__DATA TO PROCESS__.

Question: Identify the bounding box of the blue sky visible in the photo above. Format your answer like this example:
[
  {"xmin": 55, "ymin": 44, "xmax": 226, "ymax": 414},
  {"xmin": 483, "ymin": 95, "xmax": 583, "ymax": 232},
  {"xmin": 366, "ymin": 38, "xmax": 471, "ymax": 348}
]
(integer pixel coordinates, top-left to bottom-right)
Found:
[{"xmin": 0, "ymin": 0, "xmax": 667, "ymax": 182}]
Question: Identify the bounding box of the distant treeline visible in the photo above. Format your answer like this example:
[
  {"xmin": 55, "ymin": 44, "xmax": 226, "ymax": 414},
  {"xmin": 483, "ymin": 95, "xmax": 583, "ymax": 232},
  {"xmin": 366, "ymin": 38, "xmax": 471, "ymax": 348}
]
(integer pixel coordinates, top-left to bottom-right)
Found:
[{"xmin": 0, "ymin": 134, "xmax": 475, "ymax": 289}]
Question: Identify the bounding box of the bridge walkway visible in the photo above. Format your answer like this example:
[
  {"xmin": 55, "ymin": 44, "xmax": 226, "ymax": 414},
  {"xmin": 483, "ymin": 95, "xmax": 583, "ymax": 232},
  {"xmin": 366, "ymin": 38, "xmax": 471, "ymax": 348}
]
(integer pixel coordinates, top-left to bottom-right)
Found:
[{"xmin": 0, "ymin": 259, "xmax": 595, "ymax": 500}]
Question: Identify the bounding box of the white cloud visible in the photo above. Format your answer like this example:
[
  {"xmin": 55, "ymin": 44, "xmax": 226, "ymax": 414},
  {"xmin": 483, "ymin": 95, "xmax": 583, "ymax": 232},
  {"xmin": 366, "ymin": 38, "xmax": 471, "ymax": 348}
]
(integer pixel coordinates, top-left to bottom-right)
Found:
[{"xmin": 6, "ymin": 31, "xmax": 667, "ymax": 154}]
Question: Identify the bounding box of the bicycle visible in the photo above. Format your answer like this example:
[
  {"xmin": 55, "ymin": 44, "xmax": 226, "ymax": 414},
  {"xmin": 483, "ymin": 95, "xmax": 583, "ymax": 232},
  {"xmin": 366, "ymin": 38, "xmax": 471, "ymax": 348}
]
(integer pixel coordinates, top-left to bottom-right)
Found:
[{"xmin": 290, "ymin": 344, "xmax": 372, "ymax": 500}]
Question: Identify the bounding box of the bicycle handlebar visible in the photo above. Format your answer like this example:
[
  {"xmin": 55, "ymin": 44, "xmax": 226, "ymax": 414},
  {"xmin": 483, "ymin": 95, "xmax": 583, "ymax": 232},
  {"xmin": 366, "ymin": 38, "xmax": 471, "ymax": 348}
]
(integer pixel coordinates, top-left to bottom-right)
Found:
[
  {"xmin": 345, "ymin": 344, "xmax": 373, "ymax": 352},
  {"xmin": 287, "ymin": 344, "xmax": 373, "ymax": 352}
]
...
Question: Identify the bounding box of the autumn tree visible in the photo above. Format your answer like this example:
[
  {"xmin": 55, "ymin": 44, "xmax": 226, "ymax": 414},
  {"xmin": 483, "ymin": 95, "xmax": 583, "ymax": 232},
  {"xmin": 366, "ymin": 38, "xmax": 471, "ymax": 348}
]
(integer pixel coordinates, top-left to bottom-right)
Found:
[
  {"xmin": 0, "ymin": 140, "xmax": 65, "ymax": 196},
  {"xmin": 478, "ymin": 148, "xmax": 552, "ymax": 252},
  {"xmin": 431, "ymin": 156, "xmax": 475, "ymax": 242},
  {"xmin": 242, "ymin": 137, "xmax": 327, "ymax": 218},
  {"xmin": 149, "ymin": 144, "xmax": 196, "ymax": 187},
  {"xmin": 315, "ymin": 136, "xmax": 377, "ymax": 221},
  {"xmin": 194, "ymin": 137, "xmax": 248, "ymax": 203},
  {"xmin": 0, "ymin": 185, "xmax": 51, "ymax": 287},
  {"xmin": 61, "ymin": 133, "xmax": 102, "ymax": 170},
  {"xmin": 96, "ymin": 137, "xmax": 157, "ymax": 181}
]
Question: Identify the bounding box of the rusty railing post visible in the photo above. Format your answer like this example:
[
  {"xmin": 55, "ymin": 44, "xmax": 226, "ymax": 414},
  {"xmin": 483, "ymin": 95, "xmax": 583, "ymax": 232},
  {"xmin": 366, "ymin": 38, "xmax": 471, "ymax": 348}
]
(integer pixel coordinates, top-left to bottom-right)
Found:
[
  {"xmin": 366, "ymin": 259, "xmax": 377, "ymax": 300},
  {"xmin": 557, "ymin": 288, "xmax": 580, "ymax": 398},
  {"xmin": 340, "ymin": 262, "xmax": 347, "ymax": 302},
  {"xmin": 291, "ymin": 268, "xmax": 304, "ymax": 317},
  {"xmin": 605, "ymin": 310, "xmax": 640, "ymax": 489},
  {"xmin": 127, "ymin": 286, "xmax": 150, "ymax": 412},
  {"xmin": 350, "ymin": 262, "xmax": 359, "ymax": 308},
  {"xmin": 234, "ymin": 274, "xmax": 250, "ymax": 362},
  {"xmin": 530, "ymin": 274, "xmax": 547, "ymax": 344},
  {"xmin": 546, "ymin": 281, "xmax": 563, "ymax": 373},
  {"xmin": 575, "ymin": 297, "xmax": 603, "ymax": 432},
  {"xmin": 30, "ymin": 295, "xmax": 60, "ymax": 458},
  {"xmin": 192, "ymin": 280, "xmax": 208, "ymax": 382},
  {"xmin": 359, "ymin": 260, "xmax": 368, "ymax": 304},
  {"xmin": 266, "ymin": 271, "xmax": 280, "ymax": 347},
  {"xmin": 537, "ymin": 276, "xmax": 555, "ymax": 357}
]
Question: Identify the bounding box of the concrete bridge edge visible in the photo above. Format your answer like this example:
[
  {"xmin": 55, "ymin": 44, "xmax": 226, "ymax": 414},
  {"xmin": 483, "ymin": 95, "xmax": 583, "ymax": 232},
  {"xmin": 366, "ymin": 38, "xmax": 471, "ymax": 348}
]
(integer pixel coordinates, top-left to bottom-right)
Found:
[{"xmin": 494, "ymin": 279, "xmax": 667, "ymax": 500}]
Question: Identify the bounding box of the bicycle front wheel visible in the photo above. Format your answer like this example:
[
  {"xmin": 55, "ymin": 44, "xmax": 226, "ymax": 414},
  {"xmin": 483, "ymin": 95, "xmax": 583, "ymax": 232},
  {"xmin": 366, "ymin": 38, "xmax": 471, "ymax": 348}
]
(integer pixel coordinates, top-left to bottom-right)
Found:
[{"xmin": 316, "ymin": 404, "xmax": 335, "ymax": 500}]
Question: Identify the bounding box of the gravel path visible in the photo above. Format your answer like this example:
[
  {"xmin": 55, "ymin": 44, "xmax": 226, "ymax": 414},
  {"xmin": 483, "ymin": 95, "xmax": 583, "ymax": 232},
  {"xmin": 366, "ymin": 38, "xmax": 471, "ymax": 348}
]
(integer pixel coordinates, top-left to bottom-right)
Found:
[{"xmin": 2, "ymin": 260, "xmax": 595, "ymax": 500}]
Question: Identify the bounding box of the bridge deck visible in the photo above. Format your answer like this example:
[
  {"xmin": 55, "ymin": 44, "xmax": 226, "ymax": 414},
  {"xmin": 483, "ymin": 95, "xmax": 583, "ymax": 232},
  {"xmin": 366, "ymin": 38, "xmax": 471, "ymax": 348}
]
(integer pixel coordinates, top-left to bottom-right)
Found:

__OBJECTIVE__. How many lines in the entries above contain the string "bridge"? Reply with the number alone.

__REPLY TO THE TASK__. 3